## Written task:
Will you give every entry again exactly as it stands?

Dataset rows:
______________________________

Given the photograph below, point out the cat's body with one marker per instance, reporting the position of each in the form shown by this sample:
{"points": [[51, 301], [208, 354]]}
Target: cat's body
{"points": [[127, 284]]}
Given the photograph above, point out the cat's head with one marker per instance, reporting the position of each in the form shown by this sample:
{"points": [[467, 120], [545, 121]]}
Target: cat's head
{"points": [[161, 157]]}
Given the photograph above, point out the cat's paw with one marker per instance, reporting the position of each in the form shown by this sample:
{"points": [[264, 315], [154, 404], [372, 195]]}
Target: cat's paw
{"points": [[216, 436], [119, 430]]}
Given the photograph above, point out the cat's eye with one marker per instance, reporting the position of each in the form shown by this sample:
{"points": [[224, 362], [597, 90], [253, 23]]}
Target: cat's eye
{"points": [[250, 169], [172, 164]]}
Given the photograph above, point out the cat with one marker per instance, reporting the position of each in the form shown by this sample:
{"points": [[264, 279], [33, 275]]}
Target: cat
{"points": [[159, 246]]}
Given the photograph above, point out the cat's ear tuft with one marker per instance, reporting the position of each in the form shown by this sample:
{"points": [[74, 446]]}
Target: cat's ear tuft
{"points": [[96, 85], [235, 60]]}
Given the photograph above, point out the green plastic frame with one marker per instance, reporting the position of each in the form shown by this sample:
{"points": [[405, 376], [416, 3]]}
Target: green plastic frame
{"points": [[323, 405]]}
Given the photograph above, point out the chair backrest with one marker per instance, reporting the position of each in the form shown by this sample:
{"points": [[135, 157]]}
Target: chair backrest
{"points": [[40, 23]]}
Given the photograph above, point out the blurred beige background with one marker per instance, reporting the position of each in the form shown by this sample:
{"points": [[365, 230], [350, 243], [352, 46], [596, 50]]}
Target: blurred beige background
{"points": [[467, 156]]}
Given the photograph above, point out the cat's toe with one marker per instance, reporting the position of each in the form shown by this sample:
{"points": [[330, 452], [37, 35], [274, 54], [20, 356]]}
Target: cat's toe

______________________________

## Written solution:
Given the photograph below, point out the cat's body with one marker per instance, reporting the position of each in the form shown by this sample:
{"points": [[51, 301], [208, 354]]}
Target: cat's body
{"points": [[127, 284]]}
Given the photograph above, point out the cat's head with one marker per instance, reporting the position of each in the form shown by this sample:
{"points": [[467, 120], [545, 121]]}
Target: cat's head
{"points": [[161, 157]]}
Given the photograph above, point out the cat's paw with one marker per instance, reporting the position of each in the form shown by this sample:
{"points": [[264, 315], [154, 404], [372, 195]]}
Target: cat's paw
{"points": [[216, 436], [119, 430]]}
Given the photograph above, point out the cat's eye with one marker per instance, reporting the position of each in the form shown by this sample:
{"points": [[224, 362], [597, 90], [253, 23]]}
Target: cat's eye
{"points": [[250, 169], [172, 164]]}
Given the photograph above, point out the cat with one marker per instance, reporting the position of each in the form shown by this sample:
{"points": [[264, 279], [33, 275]]}
Target: cat
{"points": [[159, 246]]}
Given the photograph above, point out the cat's ear tuft with one marker per instance, reporting the position of each in the form shown by this sample:
{"points": [[74, 446]]}
Target: cat's ear tuft
{"points": [[96, 85], [235, 60]]}
Given the photograph above, point out the green plastic frame with one marker per instance, reporting the position of each in the form shown by this sample:
{"points": [[405, 376], [416, 3]]}
Target: green plastic frame
{"points": [[323, 405]]}
Given the photograph above, point out the chair backrest with one marker per instance, reporting the position of each in the form shown by this sample:
{"points": [[135, 157]]}
Target: chair backrest
{"points": [[40, 23]]}
Given the photograph above, point out the blurred beige background with one marker per instance, reporting the position of each in the form shown by this sample:
{"points": [[365, 230], [350, 243], [352, 46], [596, 50]]}
Target: blurred beige background
{"points": [[467, 156]]}
Given the photograph above, point out the cat's toe with one marker per instance, reporting the position of each in the form shown by this sample:
{"points": [[330, 452], [37, 35], [274, 54], [20, 356]]}
Target: cat's toe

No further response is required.